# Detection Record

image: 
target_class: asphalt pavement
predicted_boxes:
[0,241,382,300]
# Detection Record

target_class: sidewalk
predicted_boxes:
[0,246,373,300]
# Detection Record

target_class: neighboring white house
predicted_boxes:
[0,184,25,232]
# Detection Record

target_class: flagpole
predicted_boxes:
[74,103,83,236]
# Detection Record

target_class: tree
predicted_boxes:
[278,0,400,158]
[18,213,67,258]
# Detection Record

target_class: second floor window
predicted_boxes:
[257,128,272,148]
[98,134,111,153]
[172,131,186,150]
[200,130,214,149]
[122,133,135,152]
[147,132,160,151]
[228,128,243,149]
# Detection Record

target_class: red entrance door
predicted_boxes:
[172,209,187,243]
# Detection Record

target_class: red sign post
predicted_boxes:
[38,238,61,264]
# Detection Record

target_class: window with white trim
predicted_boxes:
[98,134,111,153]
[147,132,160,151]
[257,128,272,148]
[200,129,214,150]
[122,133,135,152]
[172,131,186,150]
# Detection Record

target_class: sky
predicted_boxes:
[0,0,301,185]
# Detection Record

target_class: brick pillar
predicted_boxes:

● ● ● ● ●

### [EXERCISE REQUIREMENTS]
Revise the rows above so that every "Detection Record" becomes "Detection Result", keeping all other text the same.

### [TASK ANSWER]
# Detection Result

image: 
target_class: asphalt pavement
predicted_boxes:
[0,241,382,300]
# Detection Result

target_class: sidewalk
predicted_boxes:
[0,246,373,300]
# Detection Result

target_class: neighboring white house
predicted_boxes:
[0,184,25,232]
# Detection Result

target_class: flagpole
predicted_boxes:
[74,103,83,236]
# Detection Result

target_class: tree
predicted_boxes:
[278,0,400,158]
[18,213,67,258]
# Detection Result

target_class: second floor window
predicted_boxes:
[257,128,272,148]
[98,134,111,153]
[172,131,186,150]
[200,130,214,149]
[122,133,135,152]
[147,132,160,151]
[228,128,243,149]
# Detection Result

target_class: red entrance door
predicted_boxes:
[172,209,187,243]
# Detection Result

target_class: red sign post
predicted_boxes:
[38,238,61,264]
# Detection Result

target_class: window with white trim
predicted_boxes:
[98,134,111,153]
[147,132,160,151]
[257,128,272,148]
[200,129,214,150]
[122,133,135,152]
[172,131,186,150]
# Detection Result

target_class: sky
predicted_boxes:
[0,0,301,185]
# Detection Result

target_class: brick pillar
predicted_boxes:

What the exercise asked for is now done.